::: 本文
同書店は、中上さんが夫婦で切り盛りする居酒屋「yoiyo」と同じ場所で営業している。水・木曜日の昼は友人が宿借カレー店「amigo curry」としても展開し、月に一度の日曜日は、居酒屋の客席を取り払い店の敷地すべてを使って1日中営業する「1デイオープン」も行なう。
「yoiyo」は2016年、中上さんの夫が中心となってオープンした店だ。「夫が自分の力で何か始めて、社会的に認められていく姿をそばで見ていて、私も妻や母親という役割以外に自分の責任で何かやりたいと思うようになったんです」
もともと本を読むことが好きだったという中上さん。当時、雑誌などで個人書店が取り上げられる様子をよく目にしていたといい、「プロの人からしたら恥ずかしい話なんですけど……これならできるかもしれない、と思ったんです」。
::::::
::: 提供データ
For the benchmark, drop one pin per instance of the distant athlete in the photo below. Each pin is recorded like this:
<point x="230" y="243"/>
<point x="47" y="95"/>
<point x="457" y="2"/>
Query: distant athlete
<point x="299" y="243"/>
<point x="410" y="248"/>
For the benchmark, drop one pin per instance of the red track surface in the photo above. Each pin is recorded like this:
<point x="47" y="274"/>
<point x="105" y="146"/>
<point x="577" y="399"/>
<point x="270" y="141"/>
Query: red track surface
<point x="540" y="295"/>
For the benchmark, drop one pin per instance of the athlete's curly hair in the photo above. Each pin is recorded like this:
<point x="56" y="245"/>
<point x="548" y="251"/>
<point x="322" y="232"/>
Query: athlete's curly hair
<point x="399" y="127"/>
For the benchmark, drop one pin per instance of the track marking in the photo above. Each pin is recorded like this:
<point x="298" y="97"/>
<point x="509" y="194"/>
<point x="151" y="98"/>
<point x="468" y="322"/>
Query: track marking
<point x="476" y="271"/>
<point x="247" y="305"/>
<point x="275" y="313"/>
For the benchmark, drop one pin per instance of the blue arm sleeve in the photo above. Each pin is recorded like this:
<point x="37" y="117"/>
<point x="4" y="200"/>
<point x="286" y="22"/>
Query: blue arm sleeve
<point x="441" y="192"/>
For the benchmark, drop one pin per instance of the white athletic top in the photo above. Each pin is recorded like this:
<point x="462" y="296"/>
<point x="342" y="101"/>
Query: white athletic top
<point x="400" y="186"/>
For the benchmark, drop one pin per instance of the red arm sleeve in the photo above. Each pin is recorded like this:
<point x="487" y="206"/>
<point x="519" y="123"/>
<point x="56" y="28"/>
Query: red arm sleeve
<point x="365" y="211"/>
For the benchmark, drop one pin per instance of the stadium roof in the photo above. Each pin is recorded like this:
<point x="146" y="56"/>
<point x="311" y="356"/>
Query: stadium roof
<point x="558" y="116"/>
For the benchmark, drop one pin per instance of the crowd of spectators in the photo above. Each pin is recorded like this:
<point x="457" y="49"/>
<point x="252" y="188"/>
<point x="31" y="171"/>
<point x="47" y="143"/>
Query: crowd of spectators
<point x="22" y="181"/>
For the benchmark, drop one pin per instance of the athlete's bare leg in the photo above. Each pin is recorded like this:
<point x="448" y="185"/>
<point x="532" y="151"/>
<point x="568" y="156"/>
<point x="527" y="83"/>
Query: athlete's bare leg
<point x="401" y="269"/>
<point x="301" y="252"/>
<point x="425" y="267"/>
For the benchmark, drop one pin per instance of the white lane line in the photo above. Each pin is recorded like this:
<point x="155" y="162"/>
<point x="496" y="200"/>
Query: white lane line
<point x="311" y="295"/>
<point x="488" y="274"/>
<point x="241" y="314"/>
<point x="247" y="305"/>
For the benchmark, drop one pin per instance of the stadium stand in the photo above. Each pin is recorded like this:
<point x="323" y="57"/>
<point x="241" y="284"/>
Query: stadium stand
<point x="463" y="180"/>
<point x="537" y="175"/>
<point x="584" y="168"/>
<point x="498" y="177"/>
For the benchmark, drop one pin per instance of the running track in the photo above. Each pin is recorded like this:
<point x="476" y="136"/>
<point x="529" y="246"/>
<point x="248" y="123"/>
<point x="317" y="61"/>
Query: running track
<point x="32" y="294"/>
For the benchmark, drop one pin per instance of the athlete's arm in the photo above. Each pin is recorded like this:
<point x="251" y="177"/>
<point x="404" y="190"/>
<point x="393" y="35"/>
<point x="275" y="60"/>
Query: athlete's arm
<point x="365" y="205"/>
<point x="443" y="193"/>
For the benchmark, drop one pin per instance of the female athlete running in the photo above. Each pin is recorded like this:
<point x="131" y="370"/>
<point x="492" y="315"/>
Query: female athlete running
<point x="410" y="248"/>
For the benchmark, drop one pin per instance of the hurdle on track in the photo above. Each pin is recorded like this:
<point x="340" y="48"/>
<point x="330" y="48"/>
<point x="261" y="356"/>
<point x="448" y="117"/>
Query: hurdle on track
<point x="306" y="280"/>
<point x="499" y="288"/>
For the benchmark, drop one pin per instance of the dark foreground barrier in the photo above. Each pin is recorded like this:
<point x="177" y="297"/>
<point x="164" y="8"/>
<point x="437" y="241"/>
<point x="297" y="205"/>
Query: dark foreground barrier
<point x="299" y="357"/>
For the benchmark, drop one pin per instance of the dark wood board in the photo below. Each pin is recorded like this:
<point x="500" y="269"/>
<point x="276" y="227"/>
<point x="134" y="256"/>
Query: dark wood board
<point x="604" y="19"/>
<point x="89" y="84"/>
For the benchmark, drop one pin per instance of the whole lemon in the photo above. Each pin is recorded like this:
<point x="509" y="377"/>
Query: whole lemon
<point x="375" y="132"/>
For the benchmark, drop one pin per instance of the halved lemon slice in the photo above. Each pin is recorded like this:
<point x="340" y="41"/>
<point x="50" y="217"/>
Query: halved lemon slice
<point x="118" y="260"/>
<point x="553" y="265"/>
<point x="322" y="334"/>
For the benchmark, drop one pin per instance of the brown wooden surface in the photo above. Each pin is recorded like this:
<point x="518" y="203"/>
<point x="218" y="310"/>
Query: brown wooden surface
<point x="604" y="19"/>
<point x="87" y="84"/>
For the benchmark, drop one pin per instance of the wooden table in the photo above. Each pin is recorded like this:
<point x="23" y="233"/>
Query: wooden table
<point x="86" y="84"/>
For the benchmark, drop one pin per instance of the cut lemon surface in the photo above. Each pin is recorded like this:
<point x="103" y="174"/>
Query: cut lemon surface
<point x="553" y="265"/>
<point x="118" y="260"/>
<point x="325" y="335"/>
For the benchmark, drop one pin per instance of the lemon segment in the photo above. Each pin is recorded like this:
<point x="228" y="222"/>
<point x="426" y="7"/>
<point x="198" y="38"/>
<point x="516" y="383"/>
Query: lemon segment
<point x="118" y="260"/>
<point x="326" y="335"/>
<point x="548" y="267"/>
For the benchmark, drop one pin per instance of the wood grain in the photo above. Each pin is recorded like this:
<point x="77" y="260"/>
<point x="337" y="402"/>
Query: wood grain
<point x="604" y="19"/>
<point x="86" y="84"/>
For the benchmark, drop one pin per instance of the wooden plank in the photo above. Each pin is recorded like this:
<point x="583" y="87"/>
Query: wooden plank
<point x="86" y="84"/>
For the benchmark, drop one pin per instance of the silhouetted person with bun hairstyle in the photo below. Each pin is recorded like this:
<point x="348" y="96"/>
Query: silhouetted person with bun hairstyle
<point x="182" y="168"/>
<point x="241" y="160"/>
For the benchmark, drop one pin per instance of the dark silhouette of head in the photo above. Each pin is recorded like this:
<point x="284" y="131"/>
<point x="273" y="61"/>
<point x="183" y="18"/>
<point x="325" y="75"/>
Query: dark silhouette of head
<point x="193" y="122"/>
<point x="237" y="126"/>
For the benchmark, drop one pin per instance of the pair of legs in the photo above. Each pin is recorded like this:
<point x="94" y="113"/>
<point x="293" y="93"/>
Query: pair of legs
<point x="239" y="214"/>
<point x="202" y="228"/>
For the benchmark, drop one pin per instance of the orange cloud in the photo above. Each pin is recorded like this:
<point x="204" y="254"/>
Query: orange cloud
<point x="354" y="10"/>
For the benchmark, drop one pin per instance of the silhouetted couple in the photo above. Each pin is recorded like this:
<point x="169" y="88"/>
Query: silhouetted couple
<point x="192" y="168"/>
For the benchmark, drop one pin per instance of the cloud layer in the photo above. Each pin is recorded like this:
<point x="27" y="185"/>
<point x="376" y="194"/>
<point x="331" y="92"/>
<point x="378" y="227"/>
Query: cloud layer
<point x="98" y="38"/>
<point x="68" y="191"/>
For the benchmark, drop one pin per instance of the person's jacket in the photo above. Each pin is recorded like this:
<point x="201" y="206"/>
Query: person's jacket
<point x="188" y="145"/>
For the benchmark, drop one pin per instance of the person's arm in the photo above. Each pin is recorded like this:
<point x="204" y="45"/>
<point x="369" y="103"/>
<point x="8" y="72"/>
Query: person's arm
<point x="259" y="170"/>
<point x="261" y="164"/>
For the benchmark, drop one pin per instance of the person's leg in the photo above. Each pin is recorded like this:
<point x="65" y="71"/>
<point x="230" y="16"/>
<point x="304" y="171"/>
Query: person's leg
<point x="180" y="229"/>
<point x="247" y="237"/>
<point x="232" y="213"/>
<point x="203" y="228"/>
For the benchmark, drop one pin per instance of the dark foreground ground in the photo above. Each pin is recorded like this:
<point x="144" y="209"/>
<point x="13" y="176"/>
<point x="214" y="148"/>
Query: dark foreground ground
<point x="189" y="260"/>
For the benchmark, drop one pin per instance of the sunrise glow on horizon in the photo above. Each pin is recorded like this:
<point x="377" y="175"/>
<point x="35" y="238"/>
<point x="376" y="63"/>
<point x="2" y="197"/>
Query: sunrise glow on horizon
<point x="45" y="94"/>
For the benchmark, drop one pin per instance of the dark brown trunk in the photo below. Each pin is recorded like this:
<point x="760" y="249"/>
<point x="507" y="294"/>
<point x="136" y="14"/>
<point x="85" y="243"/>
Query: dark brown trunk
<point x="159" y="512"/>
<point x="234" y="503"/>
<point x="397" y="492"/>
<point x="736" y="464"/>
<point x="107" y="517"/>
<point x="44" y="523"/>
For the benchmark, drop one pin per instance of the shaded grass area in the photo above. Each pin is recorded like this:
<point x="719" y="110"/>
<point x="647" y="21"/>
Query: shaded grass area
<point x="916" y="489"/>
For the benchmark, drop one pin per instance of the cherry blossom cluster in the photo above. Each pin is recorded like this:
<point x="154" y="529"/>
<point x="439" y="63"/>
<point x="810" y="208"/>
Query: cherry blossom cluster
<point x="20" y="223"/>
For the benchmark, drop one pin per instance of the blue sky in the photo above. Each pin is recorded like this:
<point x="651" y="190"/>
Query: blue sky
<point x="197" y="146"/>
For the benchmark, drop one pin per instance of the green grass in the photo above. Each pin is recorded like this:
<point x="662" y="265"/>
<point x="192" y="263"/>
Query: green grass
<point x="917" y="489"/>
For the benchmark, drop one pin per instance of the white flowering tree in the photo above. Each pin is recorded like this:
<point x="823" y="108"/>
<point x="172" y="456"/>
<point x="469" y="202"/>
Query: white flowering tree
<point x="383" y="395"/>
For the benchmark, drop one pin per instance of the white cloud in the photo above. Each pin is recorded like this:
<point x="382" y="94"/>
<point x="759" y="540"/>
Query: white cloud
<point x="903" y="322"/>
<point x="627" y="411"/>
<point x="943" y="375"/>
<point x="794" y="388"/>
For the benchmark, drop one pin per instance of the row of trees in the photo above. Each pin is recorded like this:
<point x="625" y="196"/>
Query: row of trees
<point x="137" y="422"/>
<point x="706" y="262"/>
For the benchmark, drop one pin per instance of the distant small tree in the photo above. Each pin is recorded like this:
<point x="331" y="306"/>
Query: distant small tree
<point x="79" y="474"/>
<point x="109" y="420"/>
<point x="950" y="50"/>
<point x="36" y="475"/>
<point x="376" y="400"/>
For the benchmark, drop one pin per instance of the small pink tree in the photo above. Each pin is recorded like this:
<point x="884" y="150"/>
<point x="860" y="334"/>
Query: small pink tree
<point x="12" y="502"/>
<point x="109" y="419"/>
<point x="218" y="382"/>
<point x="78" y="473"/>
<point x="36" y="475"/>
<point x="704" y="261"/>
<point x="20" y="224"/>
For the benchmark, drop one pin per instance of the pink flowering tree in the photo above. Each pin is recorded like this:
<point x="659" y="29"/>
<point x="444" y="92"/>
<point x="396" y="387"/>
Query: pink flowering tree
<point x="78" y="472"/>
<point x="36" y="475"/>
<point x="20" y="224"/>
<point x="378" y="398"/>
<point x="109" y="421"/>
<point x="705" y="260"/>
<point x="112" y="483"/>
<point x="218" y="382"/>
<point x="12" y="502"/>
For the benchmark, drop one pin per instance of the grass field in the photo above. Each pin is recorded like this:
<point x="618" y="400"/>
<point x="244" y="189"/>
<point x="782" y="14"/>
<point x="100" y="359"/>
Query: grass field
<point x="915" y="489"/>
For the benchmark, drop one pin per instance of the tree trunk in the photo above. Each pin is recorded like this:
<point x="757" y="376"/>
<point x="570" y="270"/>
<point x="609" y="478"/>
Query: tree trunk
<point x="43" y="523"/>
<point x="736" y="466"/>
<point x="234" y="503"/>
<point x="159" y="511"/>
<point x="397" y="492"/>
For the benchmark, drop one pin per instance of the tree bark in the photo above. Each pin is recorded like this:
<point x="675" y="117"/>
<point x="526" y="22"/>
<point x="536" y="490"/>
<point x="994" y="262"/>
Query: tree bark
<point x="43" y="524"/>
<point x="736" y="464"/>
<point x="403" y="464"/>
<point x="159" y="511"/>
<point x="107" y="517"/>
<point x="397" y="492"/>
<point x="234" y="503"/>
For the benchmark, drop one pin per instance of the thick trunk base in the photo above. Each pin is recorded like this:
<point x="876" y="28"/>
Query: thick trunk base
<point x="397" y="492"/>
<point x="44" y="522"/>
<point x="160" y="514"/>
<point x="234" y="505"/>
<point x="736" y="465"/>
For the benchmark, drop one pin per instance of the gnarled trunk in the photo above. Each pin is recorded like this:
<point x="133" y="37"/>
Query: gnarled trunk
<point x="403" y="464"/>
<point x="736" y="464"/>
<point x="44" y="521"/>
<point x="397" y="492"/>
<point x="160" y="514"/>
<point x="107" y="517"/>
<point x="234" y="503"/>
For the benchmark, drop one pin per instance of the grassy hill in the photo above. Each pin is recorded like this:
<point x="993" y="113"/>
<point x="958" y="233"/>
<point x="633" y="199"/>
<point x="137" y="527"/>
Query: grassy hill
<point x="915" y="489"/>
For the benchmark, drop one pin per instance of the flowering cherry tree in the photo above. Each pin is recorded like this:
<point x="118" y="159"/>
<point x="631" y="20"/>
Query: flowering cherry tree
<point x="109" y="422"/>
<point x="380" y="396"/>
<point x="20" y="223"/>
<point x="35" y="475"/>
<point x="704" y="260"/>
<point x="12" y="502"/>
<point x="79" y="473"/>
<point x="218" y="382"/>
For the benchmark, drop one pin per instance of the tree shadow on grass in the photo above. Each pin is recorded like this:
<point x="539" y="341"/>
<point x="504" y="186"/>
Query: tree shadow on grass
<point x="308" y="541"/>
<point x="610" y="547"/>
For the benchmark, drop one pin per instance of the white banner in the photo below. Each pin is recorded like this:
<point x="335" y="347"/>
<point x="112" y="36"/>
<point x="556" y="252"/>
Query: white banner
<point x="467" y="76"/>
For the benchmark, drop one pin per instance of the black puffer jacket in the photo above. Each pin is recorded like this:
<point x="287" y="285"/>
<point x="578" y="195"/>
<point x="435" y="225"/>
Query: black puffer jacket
::::::
> [課題]
**a.** 本文のうち「同書店は、中上さんが夫婦で切」から「いと思うようになったんです」」まで(その語句も含む)を、そのまま書き写せ。
**b.** 本文に出てくる曜日をすべて挙げよ。
**c.** 本文によると、中上さんが自分の責任で何かやりたいと思うようになったのはなぜか。一〜三文で説明せよ。
項目は本文とは別の資料である。

> [課題別の解答]
**a.**
同書店は、中上さんが夫婦で切り盛りする居酒屋「yoiyo」と同じ場所で営業している。水・木曜日の昼は友人が宿借カレー店「amigo curry」としても展開し、月に一度の日曜日は、居酒屋の客席を取り払い店の敷地すべてを使って1日中営業する「1デイオープン」も行なう。
「yoiyo」は2016年、中上さんの夫が中心となってオープンした店だ。「夫が自分の力で何か始めて、社会的に認められていく姿をそばで見ていて、私も妻や母親という役割以外に自分の責任で何かやりたいと思うようになったんです」

**b.** 水曜日、木曜日、日曜日

**c.** 夫が自分の力で「yoiyo」を始め、社会的に認められていく姿をそばで見ていたからだ。それを見て、妻や母親という役割以外にも何かやりたいと思うようになった。